To do
**1.** Using the narcissism passage, decide whether each statement agrees with it: (a) the clinical implications of narcissism mostly concern negative social traits; (b) personality stays relatively stable over time; (c) hypomania is a mood elevation more acute than full mania. Answer yes or no for each, quoting the deciding words.
**2.** Please reproduce the narcissism passage between "Disorders like Narcissism" and "phenomena more closely.", inclusive.
[[ Page excerpt open ]]
Disorders like Narcissism
Someone who presents with narcissistic personality traits can be difficult to distinguish from someone who is experiencing mild to moderate hypomania (bipolar mood elevation less acute than full mania) with grandiose perceptions of self. And while the two may look alike, it’s essential to be able to make a clear distinction between the two. Let's examine these two phenomena more closely.
Narcissism
The term narcissism has unfortunately evolved into a socially pejorative description of personality traits consistent with such adjectives as arrogant, egotistic, insensitive and self-absorbed. The problem with this is that the real clinical implications of narcissism have little to do with negative social traits. The narcissist is just displaying a broad range of adaptations that at one time felt necessary for his or her psychological survival
Personality is something we all have. It's that unique organization of one's strengths and capabilities, psychological defenses, developmental adaptations, styles of coping as well as genetic predispositions. It's that cluster of characteristics we meet the world with. And it shows amazing endurance and relative stability over time. If someone knew you seven years ago and then met you again today, he or she would notice some physical changes but “how you are” would not likely have undergone much transformation. Your “youness” tends to endure over time.
[[ Page excerpt closed ]]
[[ Supplied records open ]]
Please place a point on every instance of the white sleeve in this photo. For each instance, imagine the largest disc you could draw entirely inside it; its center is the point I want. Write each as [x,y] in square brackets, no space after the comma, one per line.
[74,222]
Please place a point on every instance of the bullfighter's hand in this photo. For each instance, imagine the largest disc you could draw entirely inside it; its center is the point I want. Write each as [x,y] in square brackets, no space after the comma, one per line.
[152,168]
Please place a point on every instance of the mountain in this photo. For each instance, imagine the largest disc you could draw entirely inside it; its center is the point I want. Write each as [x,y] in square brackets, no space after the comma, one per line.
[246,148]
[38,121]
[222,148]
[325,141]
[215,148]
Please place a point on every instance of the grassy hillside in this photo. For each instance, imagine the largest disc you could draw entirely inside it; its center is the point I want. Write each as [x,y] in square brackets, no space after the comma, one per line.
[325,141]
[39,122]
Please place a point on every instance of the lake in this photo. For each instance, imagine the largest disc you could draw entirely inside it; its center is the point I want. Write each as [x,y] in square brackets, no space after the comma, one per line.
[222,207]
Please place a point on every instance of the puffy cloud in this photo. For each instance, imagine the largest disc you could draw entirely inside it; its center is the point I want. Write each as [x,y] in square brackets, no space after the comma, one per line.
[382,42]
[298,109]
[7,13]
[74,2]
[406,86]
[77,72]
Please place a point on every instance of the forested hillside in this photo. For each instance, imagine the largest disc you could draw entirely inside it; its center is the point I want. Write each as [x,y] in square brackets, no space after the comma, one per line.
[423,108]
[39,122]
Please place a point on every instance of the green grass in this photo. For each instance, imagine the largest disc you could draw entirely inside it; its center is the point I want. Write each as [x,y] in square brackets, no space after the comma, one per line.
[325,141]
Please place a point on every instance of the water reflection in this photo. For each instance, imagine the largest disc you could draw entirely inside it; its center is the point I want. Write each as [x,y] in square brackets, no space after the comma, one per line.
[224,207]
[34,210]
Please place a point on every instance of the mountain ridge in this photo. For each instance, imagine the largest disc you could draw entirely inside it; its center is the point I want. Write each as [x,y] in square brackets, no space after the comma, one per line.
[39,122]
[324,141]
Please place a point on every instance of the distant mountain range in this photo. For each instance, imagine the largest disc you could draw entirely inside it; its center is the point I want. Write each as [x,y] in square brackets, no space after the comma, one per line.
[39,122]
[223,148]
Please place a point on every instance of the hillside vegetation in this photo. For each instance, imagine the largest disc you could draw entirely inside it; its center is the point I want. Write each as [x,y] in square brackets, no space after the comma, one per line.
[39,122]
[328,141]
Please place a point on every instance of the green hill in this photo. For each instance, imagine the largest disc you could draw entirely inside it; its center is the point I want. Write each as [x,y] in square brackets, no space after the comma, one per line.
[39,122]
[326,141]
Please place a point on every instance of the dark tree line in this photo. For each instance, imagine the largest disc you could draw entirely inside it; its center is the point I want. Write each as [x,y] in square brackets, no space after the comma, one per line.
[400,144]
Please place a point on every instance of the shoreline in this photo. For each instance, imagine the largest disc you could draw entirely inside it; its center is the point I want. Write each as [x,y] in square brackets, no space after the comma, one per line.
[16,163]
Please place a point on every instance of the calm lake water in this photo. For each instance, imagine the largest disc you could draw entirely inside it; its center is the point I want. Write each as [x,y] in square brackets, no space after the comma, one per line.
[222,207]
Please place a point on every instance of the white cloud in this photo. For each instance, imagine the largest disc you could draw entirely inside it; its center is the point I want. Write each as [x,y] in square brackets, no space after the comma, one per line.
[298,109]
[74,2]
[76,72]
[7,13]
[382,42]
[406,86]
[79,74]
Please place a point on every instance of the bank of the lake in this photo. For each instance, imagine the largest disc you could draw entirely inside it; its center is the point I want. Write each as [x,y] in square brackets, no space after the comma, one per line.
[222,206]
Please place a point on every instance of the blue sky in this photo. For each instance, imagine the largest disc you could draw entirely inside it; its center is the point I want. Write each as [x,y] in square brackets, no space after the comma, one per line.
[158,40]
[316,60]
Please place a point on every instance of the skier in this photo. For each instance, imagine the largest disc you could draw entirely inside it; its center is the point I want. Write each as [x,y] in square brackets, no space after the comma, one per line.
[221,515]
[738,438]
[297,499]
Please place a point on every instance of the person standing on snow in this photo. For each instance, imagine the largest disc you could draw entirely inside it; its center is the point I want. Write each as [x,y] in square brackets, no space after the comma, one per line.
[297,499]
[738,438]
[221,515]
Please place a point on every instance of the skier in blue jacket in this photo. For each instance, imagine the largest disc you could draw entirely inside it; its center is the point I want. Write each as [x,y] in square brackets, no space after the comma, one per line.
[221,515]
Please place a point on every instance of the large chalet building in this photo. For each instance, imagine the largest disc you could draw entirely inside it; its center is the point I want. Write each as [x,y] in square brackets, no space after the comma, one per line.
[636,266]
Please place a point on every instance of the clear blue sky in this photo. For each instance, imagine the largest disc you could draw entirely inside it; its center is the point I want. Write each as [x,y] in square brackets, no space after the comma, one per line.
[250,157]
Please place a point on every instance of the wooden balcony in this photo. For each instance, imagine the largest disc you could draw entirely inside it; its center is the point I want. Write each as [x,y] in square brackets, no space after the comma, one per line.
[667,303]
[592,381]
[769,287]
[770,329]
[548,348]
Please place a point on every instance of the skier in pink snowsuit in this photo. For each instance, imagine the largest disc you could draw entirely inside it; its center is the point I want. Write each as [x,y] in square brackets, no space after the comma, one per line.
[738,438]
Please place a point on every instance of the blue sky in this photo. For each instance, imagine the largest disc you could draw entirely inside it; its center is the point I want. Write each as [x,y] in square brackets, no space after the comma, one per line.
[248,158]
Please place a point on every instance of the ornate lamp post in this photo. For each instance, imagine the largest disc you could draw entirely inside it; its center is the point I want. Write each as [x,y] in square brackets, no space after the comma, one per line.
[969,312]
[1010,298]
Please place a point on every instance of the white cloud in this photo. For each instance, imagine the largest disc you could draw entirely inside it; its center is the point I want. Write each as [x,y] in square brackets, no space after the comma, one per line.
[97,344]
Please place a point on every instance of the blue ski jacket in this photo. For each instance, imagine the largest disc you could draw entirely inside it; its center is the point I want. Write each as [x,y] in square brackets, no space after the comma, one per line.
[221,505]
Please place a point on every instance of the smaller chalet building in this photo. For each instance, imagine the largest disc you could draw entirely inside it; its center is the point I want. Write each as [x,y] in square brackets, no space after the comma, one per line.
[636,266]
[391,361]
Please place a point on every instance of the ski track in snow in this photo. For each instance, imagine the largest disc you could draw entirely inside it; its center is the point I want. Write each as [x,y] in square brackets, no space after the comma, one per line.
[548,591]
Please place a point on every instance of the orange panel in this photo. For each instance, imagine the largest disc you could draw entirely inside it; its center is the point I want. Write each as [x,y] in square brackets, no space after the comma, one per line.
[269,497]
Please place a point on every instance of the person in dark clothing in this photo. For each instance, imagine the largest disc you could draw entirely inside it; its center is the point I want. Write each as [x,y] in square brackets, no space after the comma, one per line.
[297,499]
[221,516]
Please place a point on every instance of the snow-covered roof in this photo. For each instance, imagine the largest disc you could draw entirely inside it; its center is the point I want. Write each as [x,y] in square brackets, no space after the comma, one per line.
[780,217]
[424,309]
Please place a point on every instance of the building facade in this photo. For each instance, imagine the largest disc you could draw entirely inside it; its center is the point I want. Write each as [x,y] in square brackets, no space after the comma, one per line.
[[ Supplied records closed ]]
Answers given
**1.**
(a) No: "the real clinical implications of narcissism have little to do with negative social traits"
(b) Yes: "And it shows amazing endurance and relative stability over time."
(c) No: "bipolar mood elevation less acute than full mania"

**2.**
Disorders like Narcissism
Someone who presents with narcissistic personality traits can be difficult to distinguish from someone who is experiencing mild to moderate hypomania (bipolar mood elevation less acute than full mania) with grandiose perceptions of self. And while the two may look alike, it’s essential to be able to make a clear distinction between the two. Let's examine these two phenomena more closely.